Excerpted text:
Official Implementation of DAFormer: Improving Network Architectures and Training Strategies for Domain-Adaptive Semantic Segmentation

Related tags

Deep LearningDAFormer
Overview

DAFormer: Improving Network Architectures and Training Strategies for Domain-Adaptive Semantic Segmentation

[Arxiv] [Paper]

As acquiring pixel-wise annotations of real-world images for semantic segmentation is a costly process, a model can instead be trained with more accessible synthetic data and adapted to real images without requiring their annotations. This process is studied in Unsupervised Domain Adaptation (UDA).

Even though a large number of methods propose new UDA strategies, they are mostly based on outdated network architectures. In this work, we particularly study the influence of the network architecture on UDA performance and propose DAFormer, a network architecture tailored for UDA. It consists of a Transformer encoder and a multi-level context-aware feature fusion decoder.

Dataset extract:
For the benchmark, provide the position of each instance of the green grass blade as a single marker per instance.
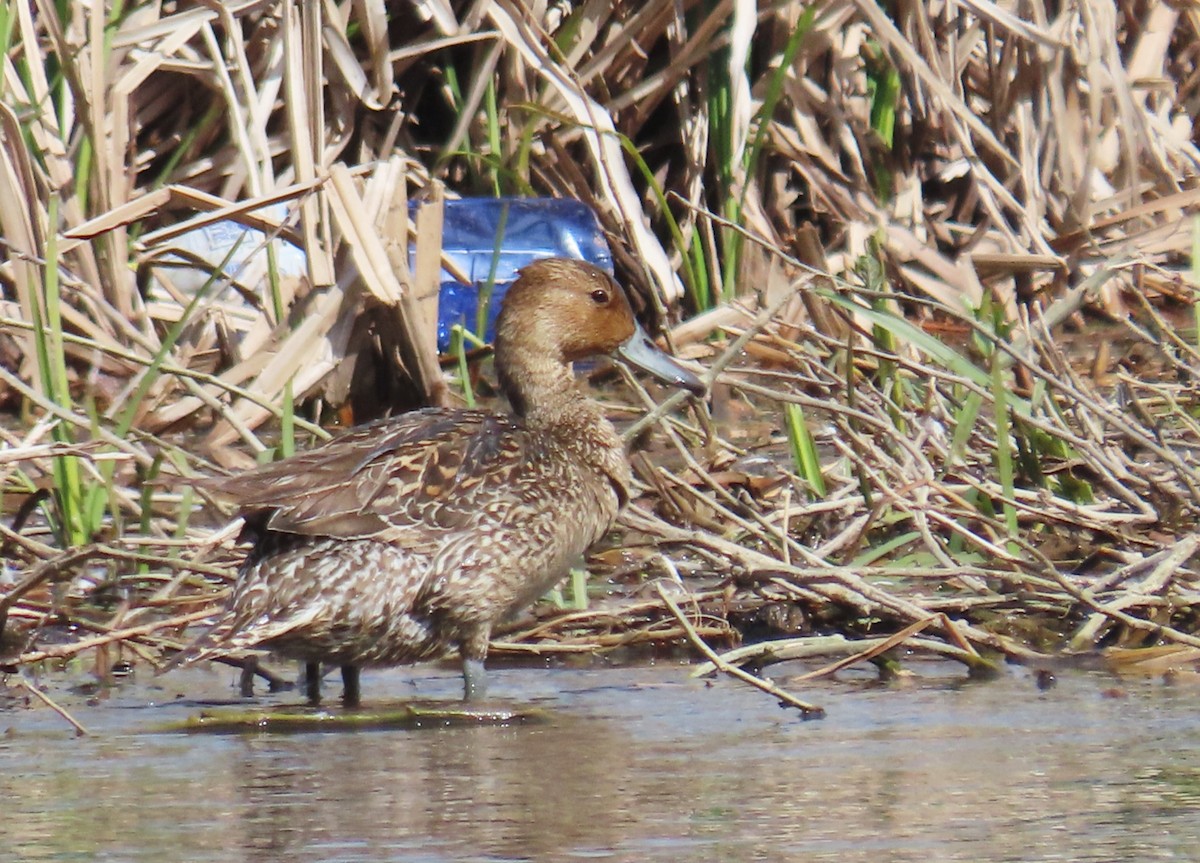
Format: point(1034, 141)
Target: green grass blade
point(804, 451)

Task requirements: Reproduce everything in the DAFormer page from "[Arxiv] [Paper]" down to "Domain Adaptation (UDA).". The data can be set aside, since nothing here depends on it.

Result of this exercise:
[Arxiv] [Paper]

As acquiring pixel-wise annotations of real-world images for semantic segmentation is a costly process, a model can instead be trained with more accessible synthetic data and adapted to real images without requiring their annotations. This process is studied in Unsupervised Domain Adaptation (UDA).